Deuxième jour du procès en appel de l’assassinat de Djamel Bensmaïl Haine, racisme et barbarie

Des accusés dans l’affaire de l’assassinat du jeune Djamel Bensmaïl ont déclaré, hier, lors de leur audition, qu’ils étaient présents sur la scène de crime, après avoir été sollicités par la police pour lui venir en aide face à une foule en furie.

Le procureur près le tribunal criminel de Dar El Beida a fait remarquer que «les accusés sont revenus sur leurs déclarations devant le juge d’instruction en présence de leurs avocats et tentent aujourd’hui de nier toute participation à ces actes» avant de lancer à leur adresse : «Vous déclarez que vous étiez sur le lieu du crime pour offrir votre aide à la victime Djamel Bensmail, mais personne d’entre vous n’a essayé de le secourir ou de le sauver. Au contraire, le résultat est la mort du jeune d’une manière horrible.»
Pour sa part, la présidente de l’audience a précisé que «si un ou deux des accusés qui prétendent vouloir secourir la victime l’avaient fait réellement, s’il y avait des sages parmi vous, nous ne serions pas arrivés à un crime horrible».
Les accusés qui se sont succédé hier à la barre en ce deuxième jour du procès en appel ont adopté une nouvelle stratégie de défense. Ils sont revenus sur leurs déclarations, même si, dans plusieurs cas, ils ont été confrontés à des images vidéos qui seront diffusées à la clôture des auditions.
La juge appelle Yazid Y. qui a rejeté toutes les charges retenues contre lui. «J’étais à l’intérieur du commissariat pour secourir un policier qui s’était évanoui. Je lui avais donné de l’eau et je l’ai secouru. J’ai vu la victime allongée par terre…».
Il est interrompu par la juge : «Comment tu as vu la victime à l’extérieur alors que tu étais à l’intérieur du commissariat? La vidéo t’a montré en train de piétiner la victime.»
Il nie et affirme qu’il a voulu défendre la victime mais la juge lui rappelle ses déclarations : «Tu as reconnu que tu as entraîné la victime en compagnie de Sifax et la plupart d’entre vous déclarent aujourd’hui que vous étiez sur les lieux pour protéger la victime.» L’accusé a répondu qu’il a connu Sifax en prison mais il est tout de suite épinglé par le PG qui lui demande : «Pourquoi le policier que tu as secouru n’a pas témoigné en ta faveur comme l’ont fait d’autres avec des accusés ?» L’accusé ne répond pas.

(TÂCHES ET EXERCICES):
a - Recopiez fidèlement le passage de l’article sur le procès en appel, de «Il nie et affirme» à «ne répond pas.».
b - D’après l’article sur le procès en appel, qui Yazid Y. affirme-t-il avoir secouru à l’intérieur du commissariat ?
c - Expliquez, en vous appuyant sur l’article sur le procès en appel, pourquoi la juge interrompt Yazid Y. lorsqu’il dit avoir vu la victime allongée par terre.

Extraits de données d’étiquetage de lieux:
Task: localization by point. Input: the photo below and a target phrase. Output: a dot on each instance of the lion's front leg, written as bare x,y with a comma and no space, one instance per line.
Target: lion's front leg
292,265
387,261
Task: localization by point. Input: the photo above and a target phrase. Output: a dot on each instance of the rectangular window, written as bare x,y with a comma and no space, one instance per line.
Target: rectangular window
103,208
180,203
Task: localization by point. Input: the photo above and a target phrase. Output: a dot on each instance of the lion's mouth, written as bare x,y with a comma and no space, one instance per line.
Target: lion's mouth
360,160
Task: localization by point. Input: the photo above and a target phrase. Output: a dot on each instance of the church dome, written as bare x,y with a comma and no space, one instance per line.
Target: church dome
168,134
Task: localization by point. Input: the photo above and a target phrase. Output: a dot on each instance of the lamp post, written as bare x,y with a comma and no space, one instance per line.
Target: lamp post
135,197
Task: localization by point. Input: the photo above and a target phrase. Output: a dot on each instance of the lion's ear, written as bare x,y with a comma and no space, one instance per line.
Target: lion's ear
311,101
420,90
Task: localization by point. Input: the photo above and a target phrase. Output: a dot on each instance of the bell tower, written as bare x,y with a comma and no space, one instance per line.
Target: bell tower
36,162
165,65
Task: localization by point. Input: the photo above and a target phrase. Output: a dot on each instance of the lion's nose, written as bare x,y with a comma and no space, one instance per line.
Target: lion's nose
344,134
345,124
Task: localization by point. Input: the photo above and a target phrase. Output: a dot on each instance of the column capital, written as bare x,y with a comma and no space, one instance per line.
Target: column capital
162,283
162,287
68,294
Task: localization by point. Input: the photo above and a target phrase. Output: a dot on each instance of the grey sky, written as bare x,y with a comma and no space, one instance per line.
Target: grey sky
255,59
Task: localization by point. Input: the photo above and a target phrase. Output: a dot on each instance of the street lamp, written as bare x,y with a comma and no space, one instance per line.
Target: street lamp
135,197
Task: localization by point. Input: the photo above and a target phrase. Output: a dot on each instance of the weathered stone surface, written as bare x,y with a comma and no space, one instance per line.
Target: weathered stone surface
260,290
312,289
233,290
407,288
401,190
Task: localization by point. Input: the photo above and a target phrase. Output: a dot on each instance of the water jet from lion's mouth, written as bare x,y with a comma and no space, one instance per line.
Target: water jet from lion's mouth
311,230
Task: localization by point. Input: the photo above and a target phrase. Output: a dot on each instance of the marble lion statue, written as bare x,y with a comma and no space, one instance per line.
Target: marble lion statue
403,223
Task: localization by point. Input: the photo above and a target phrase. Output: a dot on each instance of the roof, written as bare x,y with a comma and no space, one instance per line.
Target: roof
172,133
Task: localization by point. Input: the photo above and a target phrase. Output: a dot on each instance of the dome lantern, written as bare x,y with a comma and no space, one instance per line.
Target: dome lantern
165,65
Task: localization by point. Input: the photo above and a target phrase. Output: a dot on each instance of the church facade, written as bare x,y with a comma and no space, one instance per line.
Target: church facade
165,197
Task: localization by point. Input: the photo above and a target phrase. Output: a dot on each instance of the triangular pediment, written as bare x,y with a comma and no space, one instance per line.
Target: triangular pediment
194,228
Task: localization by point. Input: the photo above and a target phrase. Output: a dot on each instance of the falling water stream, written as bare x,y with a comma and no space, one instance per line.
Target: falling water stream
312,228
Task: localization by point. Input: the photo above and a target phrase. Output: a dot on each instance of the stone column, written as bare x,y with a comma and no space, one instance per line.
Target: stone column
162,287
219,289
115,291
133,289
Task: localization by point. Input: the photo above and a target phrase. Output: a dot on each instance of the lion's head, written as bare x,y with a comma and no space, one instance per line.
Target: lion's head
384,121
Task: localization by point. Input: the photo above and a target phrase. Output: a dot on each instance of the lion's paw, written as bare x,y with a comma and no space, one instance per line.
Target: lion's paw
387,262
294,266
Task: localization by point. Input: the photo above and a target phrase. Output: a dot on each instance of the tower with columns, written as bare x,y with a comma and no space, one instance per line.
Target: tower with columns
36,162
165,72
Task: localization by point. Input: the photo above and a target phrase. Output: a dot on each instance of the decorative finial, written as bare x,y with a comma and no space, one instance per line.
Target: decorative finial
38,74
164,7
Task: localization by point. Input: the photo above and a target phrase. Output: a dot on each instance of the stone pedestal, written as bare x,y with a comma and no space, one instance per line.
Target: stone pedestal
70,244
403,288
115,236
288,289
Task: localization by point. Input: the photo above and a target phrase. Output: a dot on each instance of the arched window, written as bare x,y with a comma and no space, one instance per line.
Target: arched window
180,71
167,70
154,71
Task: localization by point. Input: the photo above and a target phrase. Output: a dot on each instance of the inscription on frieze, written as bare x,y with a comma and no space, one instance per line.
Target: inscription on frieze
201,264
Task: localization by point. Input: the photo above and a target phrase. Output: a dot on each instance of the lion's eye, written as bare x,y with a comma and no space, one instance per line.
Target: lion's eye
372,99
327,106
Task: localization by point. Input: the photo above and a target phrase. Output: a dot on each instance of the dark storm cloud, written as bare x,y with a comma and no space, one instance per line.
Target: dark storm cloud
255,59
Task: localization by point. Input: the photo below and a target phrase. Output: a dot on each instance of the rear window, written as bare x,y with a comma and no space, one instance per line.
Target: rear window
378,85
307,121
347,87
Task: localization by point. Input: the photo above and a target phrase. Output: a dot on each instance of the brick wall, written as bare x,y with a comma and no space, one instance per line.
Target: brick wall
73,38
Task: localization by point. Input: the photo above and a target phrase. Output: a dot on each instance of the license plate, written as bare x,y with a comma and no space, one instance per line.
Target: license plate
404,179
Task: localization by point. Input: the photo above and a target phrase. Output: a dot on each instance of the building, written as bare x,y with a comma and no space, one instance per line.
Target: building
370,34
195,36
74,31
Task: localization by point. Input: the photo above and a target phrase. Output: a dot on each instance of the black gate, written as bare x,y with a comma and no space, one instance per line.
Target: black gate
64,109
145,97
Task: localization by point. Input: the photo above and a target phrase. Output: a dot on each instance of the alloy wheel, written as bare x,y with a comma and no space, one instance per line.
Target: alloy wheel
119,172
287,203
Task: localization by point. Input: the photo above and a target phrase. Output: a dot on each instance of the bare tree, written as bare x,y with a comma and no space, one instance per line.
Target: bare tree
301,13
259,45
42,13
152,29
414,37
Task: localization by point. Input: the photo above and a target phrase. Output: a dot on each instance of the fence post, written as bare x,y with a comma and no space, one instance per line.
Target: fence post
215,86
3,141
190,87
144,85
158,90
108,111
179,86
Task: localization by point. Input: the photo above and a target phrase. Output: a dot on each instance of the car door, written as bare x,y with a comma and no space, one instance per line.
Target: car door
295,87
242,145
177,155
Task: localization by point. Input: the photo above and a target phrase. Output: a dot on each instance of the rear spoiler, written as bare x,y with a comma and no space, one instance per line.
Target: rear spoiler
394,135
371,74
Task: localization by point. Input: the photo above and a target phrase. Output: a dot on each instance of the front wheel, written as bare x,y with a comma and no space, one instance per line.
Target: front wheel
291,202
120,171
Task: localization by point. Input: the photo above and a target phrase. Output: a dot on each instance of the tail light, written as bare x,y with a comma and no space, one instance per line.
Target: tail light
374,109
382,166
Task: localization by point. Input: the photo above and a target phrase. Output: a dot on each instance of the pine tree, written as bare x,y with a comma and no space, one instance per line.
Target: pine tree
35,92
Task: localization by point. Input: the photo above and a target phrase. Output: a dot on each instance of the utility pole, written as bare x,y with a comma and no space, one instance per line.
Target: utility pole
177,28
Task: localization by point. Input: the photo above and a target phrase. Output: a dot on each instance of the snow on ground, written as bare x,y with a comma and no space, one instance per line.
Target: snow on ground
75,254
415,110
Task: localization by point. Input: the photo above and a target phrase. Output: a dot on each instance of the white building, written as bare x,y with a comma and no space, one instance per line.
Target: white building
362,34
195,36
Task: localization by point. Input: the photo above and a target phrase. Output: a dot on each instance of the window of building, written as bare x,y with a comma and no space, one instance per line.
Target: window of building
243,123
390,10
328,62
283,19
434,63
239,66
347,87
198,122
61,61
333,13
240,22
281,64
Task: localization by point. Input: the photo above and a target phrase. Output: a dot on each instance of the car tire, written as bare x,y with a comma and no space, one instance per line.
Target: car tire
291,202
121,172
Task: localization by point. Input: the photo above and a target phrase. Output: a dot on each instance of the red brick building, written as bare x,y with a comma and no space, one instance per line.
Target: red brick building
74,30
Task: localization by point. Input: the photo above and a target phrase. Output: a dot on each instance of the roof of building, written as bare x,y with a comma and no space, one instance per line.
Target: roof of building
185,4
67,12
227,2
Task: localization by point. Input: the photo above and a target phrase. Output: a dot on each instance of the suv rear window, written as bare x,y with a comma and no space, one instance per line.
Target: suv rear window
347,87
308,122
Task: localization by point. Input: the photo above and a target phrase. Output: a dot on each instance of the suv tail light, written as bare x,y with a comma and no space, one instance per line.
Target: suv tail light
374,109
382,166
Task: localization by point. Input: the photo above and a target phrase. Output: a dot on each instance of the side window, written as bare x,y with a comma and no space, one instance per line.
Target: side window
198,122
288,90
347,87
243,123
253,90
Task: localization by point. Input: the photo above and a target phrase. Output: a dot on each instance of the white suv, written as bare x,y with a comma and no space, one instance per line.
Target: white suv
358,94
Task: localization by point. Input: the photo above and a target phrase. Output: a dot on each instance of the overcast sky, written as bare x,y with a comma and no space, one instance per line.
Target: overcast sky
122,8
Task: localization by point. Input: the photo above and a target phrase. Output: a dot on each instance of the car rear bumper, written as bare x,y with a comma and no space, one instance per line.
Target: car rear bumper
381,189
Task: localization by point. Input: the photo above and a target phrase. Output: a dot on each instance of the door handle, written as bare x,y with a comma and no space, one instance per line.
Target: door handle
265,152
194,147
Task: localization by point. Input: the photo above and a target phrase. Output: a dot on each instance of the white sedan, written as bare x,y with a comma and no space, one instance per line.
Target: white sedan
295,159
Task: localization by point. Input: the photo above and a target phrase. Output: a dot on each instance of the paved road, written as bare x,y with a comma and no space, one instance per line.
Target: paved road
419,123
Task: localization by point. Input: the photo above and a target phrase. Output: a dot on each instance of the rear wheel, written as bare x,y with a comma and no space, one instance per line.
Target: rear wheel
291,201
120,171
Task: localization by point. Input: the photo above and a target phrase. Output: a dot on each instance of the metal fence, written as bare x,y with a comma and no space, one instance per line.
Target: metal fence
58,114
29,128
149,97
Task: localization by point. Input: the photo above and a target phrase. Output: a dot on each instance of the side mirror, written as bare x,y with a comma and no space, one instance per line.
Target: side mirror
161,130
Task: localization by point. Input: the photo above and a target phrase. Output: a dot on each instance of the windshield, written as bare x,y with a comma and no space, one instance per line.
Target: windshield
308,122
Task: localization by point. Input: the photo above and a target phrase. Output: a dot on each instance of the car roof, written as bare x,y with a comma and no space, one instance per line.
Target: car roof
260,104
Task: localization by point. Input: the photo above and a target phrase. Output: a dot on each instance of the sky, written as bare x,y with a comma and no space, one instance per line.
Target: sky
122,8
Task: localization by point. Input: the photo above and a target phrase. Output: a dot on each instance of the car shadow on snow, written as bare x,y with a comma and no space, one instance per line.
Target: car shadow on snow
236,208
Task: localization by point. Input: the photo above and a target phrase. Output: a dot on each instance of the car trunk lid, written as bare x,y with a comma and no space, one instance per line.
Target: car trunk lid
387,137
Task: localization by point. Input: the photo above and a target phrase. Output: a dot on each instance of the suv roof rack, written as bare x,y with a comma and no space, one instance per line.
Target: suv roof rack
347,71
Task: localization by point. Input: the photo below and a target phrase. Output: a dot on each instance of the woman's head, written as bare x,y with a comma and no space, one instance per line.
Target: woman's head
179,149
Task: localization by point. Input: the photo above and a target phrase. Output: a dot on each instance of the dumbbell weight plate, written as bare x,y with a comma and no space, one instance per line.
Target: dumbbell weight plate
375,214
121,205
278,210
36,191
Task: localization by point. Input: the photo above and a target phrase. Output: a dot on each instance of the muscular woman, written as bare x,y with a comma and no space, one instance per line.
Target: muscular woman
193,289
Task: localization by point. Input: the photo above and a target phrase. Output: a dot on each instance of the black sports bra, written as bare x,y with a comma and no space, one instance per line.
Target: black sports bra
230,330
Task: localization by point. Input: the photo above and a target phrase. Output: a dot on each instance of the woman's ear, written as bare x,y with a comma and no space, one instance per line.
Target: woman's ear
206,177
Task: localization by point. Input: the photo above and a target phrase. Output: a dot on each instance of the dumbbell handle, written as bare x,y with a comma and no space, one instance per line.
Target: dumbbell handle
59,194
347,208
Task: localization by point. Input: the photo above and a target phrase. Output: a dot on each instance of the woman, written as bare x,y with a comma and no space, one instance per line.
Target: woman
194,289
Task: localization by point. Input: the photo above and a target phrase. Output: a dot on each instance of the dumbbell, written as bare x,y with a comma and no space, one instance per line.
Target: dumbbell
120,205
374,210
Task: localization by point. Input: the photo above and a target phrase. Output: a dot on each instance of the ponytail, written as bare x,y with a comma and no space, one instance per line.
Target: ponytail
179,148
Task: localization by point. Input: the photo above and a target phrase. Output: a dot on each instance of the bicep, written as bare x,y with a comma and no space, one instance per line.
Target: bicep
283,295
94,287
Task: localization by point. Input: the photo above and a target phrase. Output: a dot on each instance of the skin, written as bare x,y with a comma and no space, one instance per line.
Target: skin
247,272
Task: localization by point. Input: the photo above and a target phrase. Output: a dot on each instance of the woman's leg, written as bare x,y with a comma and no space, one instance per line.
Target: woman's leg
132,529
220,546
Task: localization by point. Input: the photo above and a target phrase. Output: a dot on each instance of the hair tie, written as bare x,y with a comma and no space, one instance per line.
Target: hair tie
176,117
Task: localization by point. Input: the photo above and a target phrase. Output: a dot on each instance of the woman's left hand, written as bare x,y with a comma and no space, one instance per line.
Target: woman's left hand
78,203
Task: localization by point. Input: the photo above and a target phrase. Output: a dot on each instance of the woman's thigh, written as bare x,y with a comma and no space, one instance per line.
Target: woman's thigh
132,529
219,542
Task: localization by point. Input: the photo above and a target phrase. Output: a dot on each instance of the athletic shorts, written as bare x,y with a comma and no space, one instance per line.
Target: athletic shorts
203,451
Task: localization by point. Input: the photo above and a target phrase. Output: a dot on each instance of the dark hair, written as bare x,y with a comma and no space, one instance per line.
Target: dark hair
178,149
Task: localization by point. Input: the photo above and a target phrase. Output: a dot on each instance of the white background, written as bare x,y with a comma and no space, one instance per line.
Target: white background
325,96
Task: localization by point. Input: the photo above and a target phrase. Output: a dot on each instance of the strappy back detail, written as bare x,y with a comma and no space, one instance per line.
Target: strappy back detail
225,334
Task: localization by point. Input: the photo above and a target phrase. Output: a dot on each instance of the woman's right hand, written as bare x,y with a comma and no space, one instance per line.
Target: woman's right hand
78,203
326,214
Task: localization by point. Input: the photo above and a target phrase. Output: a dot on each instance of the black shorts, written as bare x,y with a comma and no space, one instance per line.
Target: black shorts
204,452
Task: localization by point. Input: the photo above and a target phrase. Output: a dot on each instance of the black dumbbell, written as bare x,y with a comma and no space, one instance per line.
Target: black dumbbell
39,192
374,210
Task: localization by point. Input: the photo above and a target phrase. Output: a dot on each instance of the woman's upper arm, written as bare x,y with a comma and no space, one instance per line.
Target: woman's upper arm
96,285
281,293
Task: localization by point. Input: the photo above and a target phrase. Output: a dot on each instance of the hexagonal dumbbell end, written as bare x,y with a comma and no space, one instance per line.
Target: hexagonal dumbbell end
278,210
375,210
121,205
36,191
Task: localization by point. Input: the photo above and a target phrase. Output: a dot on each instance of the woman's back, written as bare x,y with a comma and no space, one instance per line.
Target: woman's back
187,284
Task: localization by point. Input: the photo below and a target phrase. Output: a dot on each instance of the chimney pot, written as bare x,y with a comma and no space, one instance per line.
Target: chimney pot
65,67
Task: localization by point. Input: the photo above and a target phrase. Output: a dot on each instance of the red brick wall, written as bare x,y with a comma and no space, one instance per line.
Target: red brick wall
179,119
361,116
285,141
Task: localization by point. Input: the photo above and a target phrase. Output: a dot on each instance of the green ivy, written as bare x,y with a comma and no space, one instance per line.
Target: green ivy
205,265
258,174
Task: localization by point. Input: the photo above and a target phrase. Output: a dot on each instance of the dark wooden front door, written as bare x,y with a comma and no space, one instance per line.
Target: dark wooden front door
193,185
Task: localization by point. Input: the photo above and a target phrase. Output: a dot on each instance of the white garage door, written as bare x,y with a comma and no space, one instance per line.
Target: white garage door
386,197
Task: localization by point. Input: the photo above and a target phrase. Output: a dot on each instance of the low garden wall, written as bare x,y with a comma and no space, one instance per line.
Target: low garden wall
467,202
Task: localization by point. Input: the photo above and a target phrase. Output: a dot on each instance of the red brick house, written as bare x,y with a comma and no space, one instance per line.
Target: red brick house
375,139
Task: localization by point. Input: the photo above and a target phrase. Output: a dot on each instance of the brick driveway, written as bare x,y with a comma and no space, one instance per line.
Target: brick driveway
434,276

(LISTE DES SOLUTIONS):
a -
Il nie et affirme qu’il a voulu défendre la victime mais la juge lui rappelle ses déclarations : «Tu as reconnu que tu as entraîné la victime en compagnie de Sifax et la plupart d’entre vous déclarent aujourd’hui que vous étiez sur les lieux pour protéger la victime.» L’accusé a répondu qu’il a connu Sifax en prison mais il est tout de suite épinglé par le PG qui lui demande : «Pourquoi le policier que tu as secouru n’a pas témoigné en ta faveur comme l’ont fait d’autres avec des accusés ?» L’accusé ne répond pas.

b - Un policier qui s’était évanoui, à qui il avait donné de l’eau.

c - La juge l’interrompt parce qu’il prétend avoir vu la victime à l’extérieur alors qu’il affirme s’être trouvé à l’intérieur du commissariat. Elle lui oppose en outre la vidéo qui l’a montré en train de piétiner la victime.